-- begin Materials provided --

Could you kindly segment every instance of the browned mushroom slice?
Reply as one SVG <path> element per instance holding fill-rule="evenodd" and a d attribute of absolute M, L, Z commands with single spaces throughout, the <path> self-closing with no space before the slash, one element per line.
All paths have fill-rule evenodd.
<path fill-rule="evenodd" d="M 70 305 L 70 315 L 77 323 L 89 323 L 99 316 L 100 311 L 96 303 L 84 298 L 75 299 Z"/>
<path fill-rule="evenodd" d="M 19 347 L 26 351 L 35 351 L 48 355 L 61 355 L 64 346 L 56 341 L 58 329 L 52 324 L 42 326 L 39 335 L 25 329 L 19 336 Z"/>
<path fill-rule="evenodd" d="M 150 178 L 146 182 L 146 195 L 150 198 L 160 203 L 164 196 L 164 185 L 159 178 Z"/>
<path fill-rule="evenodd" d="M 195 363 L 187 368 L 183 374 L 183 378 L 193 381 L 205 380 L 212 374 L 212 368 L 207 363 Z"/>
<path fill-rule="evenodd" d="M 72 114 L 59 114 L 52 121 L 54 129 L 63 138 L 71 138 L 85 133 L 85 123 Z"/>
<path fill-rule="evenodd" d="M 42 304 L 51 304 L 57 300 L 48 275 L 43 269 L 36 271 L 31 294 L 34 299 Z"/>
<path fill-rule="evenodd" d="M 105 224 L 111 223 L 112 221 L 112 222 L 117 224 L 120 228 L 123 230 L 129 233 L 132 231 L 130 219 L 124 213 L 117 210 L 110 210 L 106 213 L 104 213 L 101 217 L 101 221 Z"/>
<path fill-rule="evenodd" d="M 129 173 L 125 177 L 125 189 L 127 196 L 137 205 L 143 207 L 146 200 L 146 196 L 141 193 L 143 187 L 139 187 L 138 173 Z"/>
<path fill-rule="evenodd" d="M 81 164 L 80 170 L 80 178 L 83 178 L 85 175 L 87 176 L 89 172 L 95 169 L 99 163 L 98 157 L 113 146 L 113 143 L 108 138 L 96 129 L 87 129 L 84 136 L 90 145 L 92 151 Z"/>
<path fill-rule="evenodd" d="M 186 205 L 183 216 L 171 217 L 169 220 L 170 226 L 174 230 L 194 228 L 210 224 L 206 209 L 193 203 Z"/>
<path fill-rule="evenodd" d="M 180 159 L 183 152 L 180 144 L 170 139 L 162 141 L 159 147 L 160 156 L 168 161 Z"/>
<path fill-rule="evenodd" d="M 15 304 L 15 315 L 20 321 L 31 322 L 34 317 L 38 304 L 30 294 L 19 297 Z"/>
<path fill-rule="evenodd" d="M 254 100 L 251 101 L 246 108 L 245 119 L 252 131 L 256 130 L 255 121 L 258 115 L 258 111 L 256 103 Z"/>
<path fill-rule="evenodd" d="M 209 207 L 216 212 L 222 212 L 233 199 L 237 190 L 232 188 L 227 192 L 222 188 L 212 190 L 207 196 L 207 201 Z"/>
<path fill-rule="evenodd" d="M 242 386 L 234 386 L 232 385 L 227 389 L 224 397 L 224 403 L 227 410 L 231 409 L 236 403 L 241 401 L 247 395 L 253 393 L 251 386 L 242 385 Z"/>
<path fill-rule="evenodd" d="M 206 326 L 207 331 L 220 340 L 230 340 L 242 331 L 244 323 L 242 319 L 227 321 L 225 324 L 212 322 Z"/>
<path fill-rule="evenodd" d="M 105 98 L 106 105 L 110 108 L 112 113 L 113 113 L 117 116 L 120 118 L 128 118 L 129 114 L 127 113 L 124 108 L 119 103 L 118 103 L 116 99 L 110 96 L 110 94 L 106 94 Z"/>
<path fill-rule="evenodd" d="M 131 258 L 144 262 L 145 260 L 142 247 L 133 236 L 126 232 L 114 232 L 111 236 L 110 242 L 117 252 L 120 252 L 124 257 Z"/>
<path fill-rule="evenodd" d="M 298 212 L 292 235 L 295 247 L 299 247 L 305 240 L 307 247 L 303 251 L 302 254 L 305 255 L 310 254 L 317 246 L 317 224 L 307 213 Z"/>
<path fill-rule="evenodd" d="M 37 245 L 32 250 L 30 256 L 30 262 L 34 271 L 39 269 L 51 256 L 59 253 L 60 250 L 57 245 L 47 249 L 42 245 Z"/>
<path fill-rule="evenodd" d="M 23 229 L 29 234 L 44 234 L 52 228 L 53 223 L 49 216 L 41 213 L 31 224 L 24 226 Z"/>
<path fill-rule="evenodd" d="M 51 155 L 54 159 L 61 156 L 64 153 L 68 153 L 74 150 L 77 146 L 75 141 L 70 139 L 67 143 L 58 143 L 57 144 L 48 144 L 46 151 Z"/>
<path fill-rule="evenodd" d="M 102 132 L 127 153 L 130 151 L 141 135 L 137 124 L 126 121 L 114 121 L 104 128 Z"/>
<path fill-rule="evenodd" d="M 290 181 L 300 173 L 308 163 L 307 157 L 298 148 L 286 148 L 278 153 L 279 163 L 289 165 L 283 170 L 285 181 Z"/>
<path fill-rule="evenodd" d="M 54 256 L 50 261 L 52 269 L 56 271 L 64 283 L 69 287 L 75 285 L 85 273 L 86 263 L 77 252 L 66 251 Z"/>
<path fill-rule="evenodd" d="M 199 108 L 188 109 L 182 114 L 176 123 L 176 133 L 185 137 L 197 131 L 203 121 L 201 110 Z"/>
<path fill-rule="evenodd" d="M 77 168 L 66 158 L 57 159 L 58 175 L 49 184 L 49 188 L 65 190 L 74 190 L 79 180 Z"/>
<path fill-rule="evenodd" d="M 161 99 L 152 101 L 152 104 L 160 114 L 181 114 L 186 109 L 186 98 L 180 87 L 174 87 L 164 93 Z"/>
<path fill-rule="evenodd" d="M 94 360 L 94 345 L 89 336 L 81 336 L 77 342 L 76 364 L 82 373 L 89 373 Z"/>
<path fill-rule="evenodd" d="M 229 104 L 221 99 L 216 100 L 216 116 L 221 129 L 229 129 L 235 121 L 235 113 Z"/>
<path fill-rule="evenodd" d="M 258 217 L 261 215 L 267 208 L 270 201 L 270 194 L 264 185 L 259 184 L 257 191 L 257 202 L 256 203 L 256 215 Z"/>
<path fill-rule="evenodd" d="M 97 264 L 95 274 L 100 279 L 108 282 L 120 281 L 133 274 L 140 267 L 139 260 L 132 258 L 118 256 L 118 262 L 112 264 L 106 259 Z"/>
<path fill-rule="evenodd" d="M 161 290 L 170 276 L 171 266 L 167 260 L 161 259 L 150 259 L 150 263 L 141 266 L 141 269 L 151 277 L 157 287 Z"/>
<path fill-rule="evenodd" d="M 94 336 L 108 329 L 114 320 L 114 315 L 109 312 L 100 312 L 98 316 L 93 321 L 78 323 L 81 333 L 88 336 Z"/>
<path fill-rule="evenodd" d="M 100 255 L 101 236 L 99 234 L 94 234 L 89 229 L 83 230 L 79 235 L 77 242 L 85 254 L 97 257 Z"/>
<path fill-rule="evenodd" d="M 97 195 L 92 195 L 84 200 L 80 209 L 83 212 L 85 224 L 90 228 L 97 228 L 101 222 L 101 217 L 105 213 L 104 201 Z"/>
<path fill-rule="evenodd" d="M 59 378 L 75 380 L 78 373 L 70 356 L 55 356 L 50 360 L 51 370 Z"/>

-- end Materials provided --

Can you arrange every line of the data above as a JSON list of strings, one string per line, leaving out any blank lines?

- Final result:
[
  "Could you kindly segment every instance of the browned mushroom slice?",
  "Reply as one SVG <path> element per instance holding fill-rule=\"evenodd\" and a d attribute of absolute M, L, Z commands with single spaces throughout, the <path> self-closing with no space before the slash, one element per line.",
  "All paths have fill-rule evenodd.",
  "<path fill-rule=\"evenodd\" d=\"M 70 305 L 70 315 L 77 323 L 89 323 L 99 316 L 100 311 L 96 303 L 84 298 L 75 299 Z\"/>",
  "<path fill-rule=\"evenodd\" d=\"M 19 347 L 26 351 L 35 351 L 48 355 L 61 355 L 64 346 L 56 341 L 58 329 L 52 324 L 42 326 L 39 335 L 25 329 L 19 336 Z\"/>",
  "<path fill-rule=\"evenodd\" d=\"M 150 178 L 146 182 L 146 195 L 150 198 L 160 203 L 164 196 L 164 185 L 159 178 Z\"/>",
  "<path fill-rule=\"evenodd\" d=\"M 195 363 L 187 368 L 183 374 L 183 378 L 193 381 L 205 380 L 212 374 L 212 368 L 207 363 Z\"/>",
  "<path fill-rule=\"evenodd\" d=\"M 72 114 L 59 114 L 52 121 L 54 129 L 63 138 L 71 138 L 85 133 L 85 123 Z\"/>",
  "<path fill-rule=\"evenodd\" d=\"M 42 304 L 51 304 L 57 300 L 48 275 L 43 269 L 36 271 L 31 294 L 34 299 Z\"/>",
  "<path fill-rule=\"evenodd\" d=\"M 105 224 L 111 223 L 112 221 L 112 222 L 117 224 L 120 228 L 123 230 L 129 233 L 132 231 L 130 219 L 124 213 L 117 210 L 110 210 L 106 213 L 104 213 L 101 217 L 101 221 Z\"/>",
  "<path fill-rule=\"evenodd\" d=\"M 129 173 L 125 177 L 125 189 L 127 196 L 137 205 L 143 207 L 146 200 L 146 196 L 141 193 L 143 187 L 139 187 L 138 173 Z\"/>",
  "<path fill-rule=\"evenodd\" d=\"M 81 164 L 80 170 L 80 178 L 83 178 L 85 175 L 87 176 L 89 172 L 95 169 L 99 163 L 98 157 L 113 146 L 113 143 L 108 138 L 96 129 L 87 129 L 84 136 L 90 145 L 92 151 Z\"/>",
  "<path fill-rule=\"evenodd\" d=\"M 186 205 L 183 216 L 171 217 L 169 220 L 170 226 L 174 230 L 194 228 L 210 224 L 206 209 L 193 203 Z\"/>",
  "<path fill-rule=\"evenodd\" d=\"M 180 159 L 183 152 L 180 144 L 170 139 L 162 141 L 159 147 L 160 156 L 168 161 Z\"/>",
  "<path fill-rule=\"evenodd\" d=\"M 15 304 L 15 315 L 20 321 L 31 322 L 34 317 L 38 304 L 30 294 L 19 297 Z\"/>",
  "<path fill-rule=\"evenodd\" d=\"M 254 100 L 251 101 L 246 108 L 245 119 L 252 131 L 256 130 L 255 121 L 258 115 L 258 111 L 256 103 Z\"/>",
  "<path fill-rule=\"evenodd\" d=\"M 209 207 L 216 212 L 222 212 L 233 199 L 237 190 L 232 188 L 227 192 L 222 188 L 212 190 L 207 196 L 207 201 Z\"/>",
  "<path fill-rule=\"evenodd\" d=\"M 242 386 L 234 386 L 232 385 L 227 389 L 224 397 L 224 403 L 227 410 L 231 409 L 236 403 L 241 401 L 247 395 L 253 393 L 251 386 L 242 385 Z\"/>",
  "<path fill-rule=\"evenodd\" d=\"M 206 326 L 207 331 L 220 340 L 230 340 L 242 331 L 244 323 L 242 319 L 227 321 L 225 324 L 212 322 Z\"/>",
  "<path fill-rule=\"evenodd\" d=\"M 105 98 L 106 105 L 110 108 L 112 113 L 113 113 L 117 116 L 120 118 L 128 118 L 129 114 L 127 113 L 124 108 L 119 103 L 118 103 L 116 99 L 110 96 L 110 94 L 106 94 Z\"/>",
  "<path fill-rule=\"evenodd\" d=\"M 131 258 L 144 262 L 145 260 L 142 247 L 133 236 L 126 232 L 114 232 L 111 236 L 110 242 L 117 252 L 120 252 L 124 257 Z\"/>",
  "<path fill-rule=\"evenodd\" d=\"M 298 212 L 292 235 L 295 247 L 299 247 L 305 240 L 307 247 L 303 251 L 302 254 L 305 255 L 310 254 L 317 246 L 317 224 L 307 213 Z\"/>",
  "<path fill-rule=\"evenodd\" d=\"M 37 245 L 32 250 L 30 256 L 30 262 L 34 271 L 39 269 L 51 256 L 59 253 L 60 250 L 57 245 L 47 249 L 42 245 Z\"/>",
  "<path fill-rule=\"evenodd\" d=\"M 23 229 L 29 234 L 44 234 L 52 228 L 53 223 L 49 216 L 41 213 L 31 224 L 24 226 Z\"/>",
  "<path fill-rule=\"evenodd\" d=\"M 51 155 L 54 159 L 61 156 L 64 153 L 68 153 L 74 150 L 77 146 L 75 141 L 70 139 L 67 143 L 58 143 L 57 144 L 48 144 L 46 151 Z\"/>",
  "<path fill-rule=\"evenodd\" d=\"M 102 132 L 127 153 L 130 151 L 141 135 L 137 124 L 126 121 L 114 121 L 104 128 Z\"/>",
  "<path fill-rule=\"evenodd\" d=\"M 290 181 L 300 173 L 308 163 L 307 157 L 298 148 L 286 148 L 278 153 L 279 163 L 289 165 L 283 170 L 285 181 Z\"/>",
  "<path fill-rule=\"evenodd\" d=\"M 54 256 L 50 261 L 52 269 L 56 271 L 64 283 L 69 287 L 75 285 L 85 273 L 86 263 L 77 252 L 66 251 Z\"/>",
  "<path fill-rule=\"evenodd\" d=\"M 199 108 L 188 109 L 182 114 L 176 123 L 176 133 L 185 137 L 197 131 L 203 121 L 201 110 Z\"/>",
  "<path fill-rule=\"evenodd\" d=\"M 77 168 L 66 158 L 57 159 L 58 175 L 49 184 L 49 188 L 65 190 L 74 190 L 79 180 Z\"/>",
  "<path fill-rule=\"evenodd\" d=\"M 161 99 L 152 101 L 152 104 L 160 114 L 181 114 L 186 109 L 186 98 L 180 87 L 174 87 L 164 93 Z\"/>",
  "<path fill-rule=\"evenodd\" d=\"M 94 360 L 94 345 L 89 336 L 81 336 L 77 342 L 76 364 L 82 373 L 89 373 Z\"/>",
  "<path fill-rule=\"evenodd\" d=\"M 229 104 L 221 99 L 216 100 L 216 116 L 221 129 L 229 129 L 235 121 L 235 113 Z\"/>",
  "<path fill-rule=\"evenodd\" d=\"M 258 217 L 261 215 L 267 208 L 270 201 L 270 194 L 264 185 L 259 184 L 257 191 L 257 202 L 256 203 L 256 215 Z\"/>",
  "<path fill-rule=\"evenodd\" d=\"M 97 264 L 95 274 L 100 279 L 108 282 L 120 281 L 133 274 L 140 267 L 139 260 L 132 258 L 118 256 L 118 262 L 112 264 L 106 259 Z\"/>",
  "<path fill-rule=\"evenodd\" d=\"M 161 290 L 170 276 L 171 266 L 167 260 L 161 259 L 150 259 L 150 263 L 141 266 L 141 269 L 151 277 L 157 287 Z\"/>",
  "<path fill-rule=\"evenodd\" d=\"M 94 336 L 108 329 L 114 320 L 114 315 L 109 312 L 100 312 L 98 316 L 93 321 L 78 323 L 81 333 L 88 336 Z\"/>",
  "<path fill-rule=\"evenodd\" d=\"M 100 255 L 101 236 L 99 234 L 94 234 L 89 229 L 83 230 L 79 235 L 77 242 L 85 254 L 97 257 Z\"/>",
  "<path fill-rule=\"evenodd\" d=\"M 97 195 L 92 195 L 84 200 L 80 209 L 83 212 L 85 224 L 90 228 L 97 228 L 101 222 L 101 217 L 105 213 L 104 201 Z\"/>",
  "<path fill-rule=\"evenodd\" d=\"M 59 378 L 75 380 L 78 373 L 70 356 L 55 356 L 50 360 L 51 370 Z\"/>"
]